Problem
Determine how many lines in these records hold "below". Only the number is wanted.

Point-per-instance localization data
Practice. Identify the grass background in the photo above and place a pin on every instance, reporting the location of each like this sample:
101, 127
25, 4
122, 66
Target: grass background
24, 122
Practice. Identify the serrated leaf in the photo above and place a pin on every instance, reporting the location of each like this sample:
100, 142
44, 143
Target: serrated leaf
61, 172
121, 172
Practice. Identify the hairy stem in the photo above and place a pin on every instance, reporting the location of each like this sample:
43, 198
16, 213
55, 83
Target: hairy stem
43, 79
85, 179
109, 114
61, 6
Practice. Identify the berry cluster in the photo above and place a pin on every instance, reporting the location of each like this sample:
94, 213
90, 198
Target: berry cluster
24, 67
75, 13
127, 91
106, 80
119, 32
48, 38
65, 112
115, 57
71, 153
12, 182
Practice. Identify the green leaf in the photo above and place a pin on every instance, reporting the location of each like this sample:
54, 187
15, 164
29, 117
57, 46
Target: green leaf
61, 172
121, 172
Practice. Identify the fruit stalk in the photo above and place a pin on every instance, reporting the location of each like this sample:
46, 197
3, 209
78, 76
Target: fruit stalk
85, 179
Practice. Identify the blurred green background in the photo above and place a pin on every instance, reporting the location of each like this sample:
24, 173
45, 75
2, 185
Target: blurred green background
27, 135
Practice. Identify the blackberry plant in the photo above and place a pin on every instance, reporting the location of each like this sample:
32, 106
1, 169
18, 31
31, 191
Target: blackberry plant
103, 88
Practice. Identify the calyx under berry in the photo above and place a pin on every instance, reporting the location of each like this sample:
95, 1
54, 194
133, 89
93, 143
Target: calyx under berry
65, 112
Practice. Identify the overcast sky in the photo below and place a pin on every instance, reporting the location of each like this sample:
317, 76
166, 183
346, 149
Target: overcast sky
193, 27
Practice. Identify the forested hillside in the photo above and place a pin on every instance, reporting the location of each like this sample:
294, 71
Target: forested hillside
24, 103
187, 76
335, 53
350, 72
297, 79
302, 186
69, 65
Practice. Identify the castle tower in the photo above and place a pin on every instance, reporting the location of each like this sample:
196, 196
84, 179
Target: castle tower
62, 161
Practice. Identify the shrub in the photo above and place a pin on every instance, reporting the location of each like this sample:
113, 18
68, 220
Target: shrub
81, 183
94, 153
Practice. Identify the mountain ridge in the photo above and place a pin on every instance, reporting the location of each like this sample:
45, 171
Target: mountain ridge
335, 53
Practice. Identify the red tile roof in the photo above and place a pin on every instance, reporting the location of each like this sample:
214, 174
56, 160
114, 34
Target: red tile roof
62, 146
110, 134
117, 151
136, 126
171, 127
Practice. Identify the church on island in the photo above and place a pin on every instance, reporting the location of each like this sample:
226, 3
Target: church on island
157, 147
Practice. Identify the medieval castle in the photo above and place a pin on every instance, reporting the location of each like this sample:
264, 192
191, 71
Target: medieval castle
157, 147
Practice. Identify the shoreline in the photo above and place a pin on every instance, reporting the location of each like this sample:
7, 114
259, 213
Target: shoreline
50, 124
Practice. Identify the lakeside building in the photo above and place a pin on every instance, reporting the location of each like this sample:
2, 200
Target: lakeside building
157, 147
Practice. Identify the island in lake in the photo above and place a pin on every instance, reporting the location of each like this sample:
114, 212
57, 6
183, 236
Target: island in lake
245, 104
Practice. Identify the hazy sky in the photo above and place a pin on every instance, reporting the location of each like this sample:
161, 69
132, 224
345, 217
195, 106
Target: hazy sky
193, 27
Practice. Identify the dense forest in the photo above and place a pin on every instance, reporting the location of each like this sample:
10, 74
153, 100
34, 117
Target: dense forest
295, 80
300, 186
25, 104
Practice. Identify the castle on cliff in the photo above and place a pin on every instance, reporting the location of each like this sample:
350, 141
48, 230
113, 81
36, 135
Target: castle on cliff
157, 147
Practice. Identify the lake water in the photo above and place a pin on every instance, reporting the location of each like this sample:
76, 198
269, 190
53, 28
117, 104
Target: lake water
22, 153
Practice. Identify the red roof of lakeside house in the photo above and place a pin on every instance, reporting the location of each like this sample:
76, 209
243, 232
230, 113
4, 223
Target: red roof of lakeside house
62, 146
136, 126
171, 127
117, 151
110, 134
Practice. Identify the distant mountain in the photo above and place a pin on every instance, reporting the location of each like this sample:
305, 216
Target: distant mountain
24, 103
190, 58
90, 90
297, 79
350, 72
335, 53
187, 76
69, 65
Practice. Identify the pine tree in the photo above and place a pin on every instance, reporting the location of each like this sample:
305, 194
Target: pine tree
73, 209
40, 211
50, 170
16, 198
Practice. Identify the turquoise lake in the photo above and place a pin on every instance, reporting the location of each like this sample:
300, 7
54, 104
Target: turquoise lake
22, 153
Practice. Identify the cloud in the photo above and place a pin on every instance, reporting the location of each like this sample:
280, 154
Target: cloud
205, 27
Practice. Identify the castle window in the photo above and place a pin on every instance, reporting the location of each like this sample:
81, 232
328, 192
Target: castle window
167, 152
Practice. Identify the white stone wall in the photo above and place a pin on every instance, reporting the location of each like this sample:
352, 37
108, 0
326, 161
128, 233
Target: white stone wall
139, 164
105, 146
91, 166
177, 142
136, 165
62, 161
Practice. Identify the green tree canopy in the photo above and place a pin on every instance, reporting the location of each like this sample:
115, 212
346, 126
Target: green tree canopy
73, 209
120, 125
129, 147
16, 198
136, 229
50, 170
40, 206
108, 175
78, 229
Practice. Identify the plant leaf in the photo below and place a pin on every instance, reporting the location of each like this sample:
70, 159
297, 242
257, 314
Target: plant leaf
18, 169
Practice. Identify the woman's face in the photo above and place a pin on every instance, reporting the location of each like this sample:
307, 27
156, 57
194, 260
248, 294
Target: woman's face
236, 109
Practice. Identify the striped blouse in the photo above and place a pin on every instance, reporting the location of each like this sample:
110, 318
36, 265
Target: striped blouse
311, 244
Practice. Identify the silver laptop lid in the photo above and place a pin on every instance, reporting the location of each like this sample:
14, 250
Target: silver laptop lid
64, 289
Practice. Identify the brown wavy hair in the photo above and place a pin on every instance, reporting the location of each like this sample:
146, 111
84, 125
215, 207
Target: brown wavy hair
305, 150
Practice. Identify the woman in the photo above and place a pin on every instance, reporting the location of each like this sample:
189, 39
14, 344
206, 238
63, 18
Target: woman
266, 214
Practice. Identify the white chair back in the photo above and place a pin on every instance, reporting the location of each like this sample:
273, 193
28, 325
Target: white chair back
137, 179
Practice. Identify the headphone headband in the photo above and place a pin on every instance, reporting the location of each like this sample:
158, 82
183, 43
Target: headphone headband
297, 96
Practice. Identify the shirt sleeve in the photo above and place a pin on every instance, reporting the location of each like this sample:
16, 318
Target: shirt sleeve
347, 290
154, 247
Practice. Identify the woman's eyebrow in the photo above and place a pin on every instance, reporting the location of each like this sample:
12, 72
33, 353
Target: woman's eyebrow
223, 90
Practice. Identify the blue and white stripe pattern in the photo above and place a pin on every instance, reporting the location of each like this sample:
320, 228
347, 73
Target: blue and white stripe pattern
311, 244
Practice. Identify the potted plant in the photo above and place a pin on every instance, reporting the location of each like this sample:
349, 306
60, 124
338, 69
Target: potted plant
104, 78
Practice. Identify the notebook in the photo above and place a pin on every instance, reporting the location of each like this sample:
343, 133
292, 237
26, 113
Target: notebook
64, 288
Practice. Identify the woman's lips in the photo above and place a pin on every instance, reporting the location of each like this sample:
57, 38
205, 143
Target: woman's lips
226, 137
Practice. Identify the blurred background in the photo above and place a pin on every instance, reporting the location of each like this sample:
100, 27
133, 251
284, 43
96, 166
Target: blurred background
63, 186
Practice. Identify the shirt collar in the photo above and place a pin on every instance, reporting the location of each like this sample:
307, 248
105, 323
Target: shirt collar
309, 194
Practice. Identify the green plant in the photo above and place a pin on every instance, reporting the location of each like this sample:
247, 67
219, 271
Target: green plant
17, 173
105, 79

Task output
2